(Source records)
* * *

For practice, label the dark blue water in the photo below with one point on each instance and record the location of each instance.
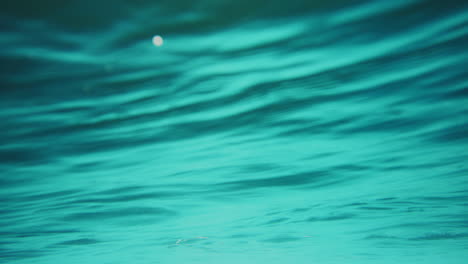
(260, 132)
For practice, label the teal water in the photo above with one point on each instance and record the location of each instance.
(260, 132)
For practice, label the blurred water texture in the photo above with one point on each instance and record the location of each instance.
(260, 132)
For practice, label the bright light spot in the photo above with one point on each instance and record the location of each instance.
(158, 41)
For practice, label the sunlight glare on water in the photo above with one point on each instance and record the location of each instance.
(262, 132)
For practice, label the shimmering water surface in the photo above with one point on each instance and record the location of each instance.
(260, 132)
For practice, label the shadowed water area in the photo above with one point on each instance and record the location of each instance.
(260, 132)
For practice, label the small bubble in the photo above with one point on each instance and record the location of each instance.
(158, 41)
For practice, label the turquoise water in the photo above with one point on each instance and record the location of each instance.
(260, 132)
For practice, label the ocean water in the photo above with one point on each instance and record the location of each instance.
(260, 132)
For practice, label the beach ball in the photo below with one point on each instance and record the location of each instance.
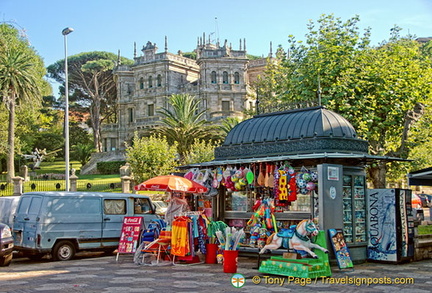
(314, 176)
(301, 184)
(306, 177)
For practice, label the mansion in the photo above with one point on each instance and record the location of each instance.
(219, 77)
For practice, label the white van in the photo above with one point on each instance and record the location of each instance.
(8, 205)
(62, 223)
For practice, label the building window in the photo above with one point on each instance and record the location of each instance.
(131, 115)
(226, 105)
(150, 110)
(213, 77)
(236, 78)
(225, 77)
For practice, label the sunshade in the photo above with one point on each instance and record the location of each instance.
(171, 183)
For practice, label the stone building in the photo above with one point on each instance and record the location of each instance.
(219, 78)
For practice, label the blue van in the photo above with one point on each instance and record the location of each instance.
(62, 223)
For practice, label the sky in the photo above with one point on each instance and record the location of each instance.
(107, 25)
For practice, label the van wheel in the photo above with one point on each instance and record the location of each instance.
(63, 250)
(36, 256)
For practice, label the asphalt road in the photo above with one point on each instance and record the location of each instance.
(94, 273)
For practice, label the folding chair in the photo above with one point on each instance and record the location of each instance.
(161, 244)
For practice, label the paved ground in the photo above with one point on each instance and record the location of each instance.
(105, 274)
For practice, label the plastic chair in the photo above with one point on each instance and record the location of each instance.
(162, 244)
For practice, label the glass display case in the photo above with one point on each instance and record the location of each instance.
(354, 208)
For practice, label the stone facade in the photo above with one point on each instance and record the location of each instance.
(219, 78)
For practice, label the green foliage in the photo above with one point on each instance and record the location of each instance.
(112, 167)
(92, 86)
(183, 123)
(82, 153)
(151, 156)
(21, 81)
(200, 151)
(380, 90)
(229, 123)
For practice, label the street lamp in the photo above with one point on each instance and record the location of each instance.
(65, 32)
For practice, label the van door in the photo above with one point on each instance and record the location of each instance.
(27, 220)
(114, 210)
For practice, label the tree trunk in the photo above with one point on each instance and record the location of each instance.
(11, 141)
(96, 124)
(377, 174)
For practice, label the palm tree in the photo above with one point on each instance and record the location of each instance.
(183, 123)
(19, 81)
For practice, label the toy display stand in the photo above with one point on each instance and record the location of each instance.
(300, 268)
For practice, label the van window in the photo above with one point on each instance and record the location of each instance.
(25, 203)
(142, 206)
(75, 206)
(35, 206)
(115, 206)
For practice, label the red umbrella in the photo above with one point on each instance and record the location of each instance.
(171, 183)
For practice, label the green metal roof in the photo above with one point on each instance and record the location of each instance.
(309, 130)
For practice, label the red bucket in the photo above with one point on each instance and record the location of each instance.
(230, 261)
(211, 252)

* * *

→ **Task statement**
Respond with the exact lines running from the one that contains "For practice, label the red bucket" through the last line of the data above, and no other lines.

→ **Answer below**
For practice, label the red bucket in the photo above with one point on each instance and record the location of each instance.
(230, 261)
(211, 252)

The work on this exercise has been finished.